(begin)

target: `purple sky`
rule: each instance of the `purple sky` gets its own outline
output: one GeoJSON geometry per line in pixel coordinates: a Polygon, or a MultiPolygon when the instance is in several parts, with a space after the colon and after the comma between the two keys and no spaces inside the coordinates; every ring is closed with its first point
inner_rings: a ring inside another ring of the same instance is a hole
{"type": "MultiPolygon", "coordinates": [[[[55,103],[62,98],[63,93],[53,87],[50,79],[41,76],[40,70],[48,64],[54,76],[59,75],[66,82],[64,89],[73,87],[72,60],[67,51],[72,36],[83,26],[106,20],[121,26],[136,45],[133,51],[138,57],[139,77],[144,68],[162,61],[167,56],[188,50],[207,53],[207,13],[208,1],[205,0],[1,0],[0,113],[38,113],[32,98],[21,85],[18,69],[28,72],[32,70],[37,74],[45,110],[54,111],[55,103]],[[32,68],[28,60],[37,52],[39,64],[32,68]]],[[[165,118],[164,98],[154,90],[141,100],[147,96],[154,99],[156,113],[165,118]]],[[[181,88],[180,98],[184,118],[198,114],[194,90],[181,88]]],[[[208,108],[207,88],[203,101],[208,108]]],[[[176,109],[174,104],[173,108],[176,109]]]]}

(end)

Rewrite the lines above, replacing "outline" with "contour" and leaving everything else the same.

target: `purple sky`
rule: each instance of the `purple sky` gets its own contour
output: one GeoJSON geometry per line in pixel coordinates: a Polygon, or a MultiPolygon when the instance is in several parts, with a space after the colon and after the comma between the two keys and no spaces inside the coordinates; every ring is closed with its first point
inner_rings: a ring inside another ring of the same instance is a hole
{"type": "MultiPolygon", "coordinates": [[[[55,103],[62,98],[63,93],[53,87],[50,79],[41,76],[40,70],[48,64],[54,76],[59,75],[66,82],[64,89],[73,87],[72,60],[67,51],[72,36],[83,26],[106,20],[121,26],[136,45],[133,51],[138,57],[139,77],[144,68],[162,61],[167,56],[188,50],[207,53],[207,13],[208,1],[205,0],[1,0],[0,113],[38,113],[32,98],[21,85],[18,69],[28,72],[32,70],[37,74],[45,110],[54,111],[55,103]],[[32,68],[28,60],[37,52],[39,64],[32,68]]],[[[165,118],[164,98],[154,90],[141,100],[147,96],[154,99],[156,113],[165,118]]],[[[181,88],[180,98],[184,118],[198,114],[194,90],[181,88]]],[[[208,108],[207,88],[203,101],[208,108]]],[[[176,109],[174,104],[173,108],[176,109]]]]}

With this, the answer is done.